## Цитируемый отрывок

· · · · ·

Что же касается Леонова, Федина, которых я знаю мало, или Суркова, Поликарпова, которых я совсем не знаю, то к ним я не могу звонить. Да и кроме того, если Федин мог сказать Вам, что «это трудное дело, ведь вот Горьким не продлили» — о чем тогда говорить?
Сравнивать мое положение с положением наследников Горького, — это походит на издевательство, — хотя это и не похоже на Федина. Казалось бы, что Федин или любой другой настоящий человек, настоящий писатель должен был бы сказать Вам в ответ: конечно, мы должны этого добиться.
А если бы этот человек был еще и искренен и мужественен, то он должен был бы добавить: мы все виноваты перед Булгаковым.
Все знают, что Булгаков исключительно талантлив, что литературная жизнь его была так тяжела, так невыносимо тяжела, что и умер он в результате всех своих потрясений. Так говорили Булгакову в лицо все лечащие его врачи.
Все знают, что Булгаков всего себя отдал (если говорить громкими словами) родине, родному искусству, родному театру. Он отказался от заграницы, когда ему это предложил Сталин. Он работал без передышки, без отдыха 20 лет, бросив свою профессию врача в 1919 году для того, чтобы стать писателем. И он, действительно, стал замечательным писателем. А кроме того, он все время еще работал то актером, то режиссером, то газетным работником, то консультантом-либреттистом. Он работал каждую минуту, не щадя себя, не отдыхая. Когда в 1936 году, в один день у него полетели три пьесы сразу (Мольер, Пушкин, Иван Васильевич), он принялся за учебник истории. Это был человек несгибаемой воли и мужества.
И Вы хотите, чтобы я сейчас звонила к людям, равнодушным людям, мало мне знакомым, и просила их о милости. Нет, родной мой, тогда не нужно ничего!
Я считала, что если есть у нас справедливость, то она должна, наконец, быть распространена и на Булгакова, пасынка в своем отечестве. Я думала, что если я обращусь к двум близким мне людям, к Вам и Александру Александровичу, с дружеской просьбой помочь мне добиться этой справедливости, то Вы избавите меня от унизительной роли вдовы-просительницы.
Я надеялась, что, имея письмо Литературной комиссии (которая, не в укор ей будь сказано, так ничего и не сделала за 15 лет, прошедших со дня смерти Булгакова), письмо из МХАТа и мое официальное заявление в ССП, — я верила, что Вы все, такие всесильные с моей точки зрения люди — в моем деле — добьетесь справедливого удовлетворения моей просьбы.

· · · · ·

Сохранённые записи данных
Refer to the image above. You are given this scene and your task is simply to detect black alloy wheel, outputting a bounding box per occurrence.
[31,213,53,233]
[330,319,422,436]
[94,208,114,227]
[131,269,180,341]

· · · · ·

## Описание задания
Перепишите дословно часть приведённого выше отрывка о Булгакове, начиная со слов «Что же касается» и до слов «виноваты перед Булгаковым.» включительно.

## Ответ на задание
Что же касается Леонова, Федина, которых я знаю мало, или Суркова, Поликарпова, которых я совсем не знаю, то к ним я не могу звонить. Да и кроме того, если Федин мог сказать Вам, что «это трудное дело, ведь вот Горьким не продлили» — о чем тогда говорить?
Сравнивать мое положение с положением наследников Горького, — это походит на издевательство, — хотя это и не похоже на Федина. Казалось бы, что Федин или любой другой настоящий человек, настоящий писатель должен был бы сказать Вам в ответ: конечно, мы должны этого добиться.
А если бы этот человек был еще и искренен и мужественен, то он должен был бы добавить: мы все виноваты перед Булгаковым.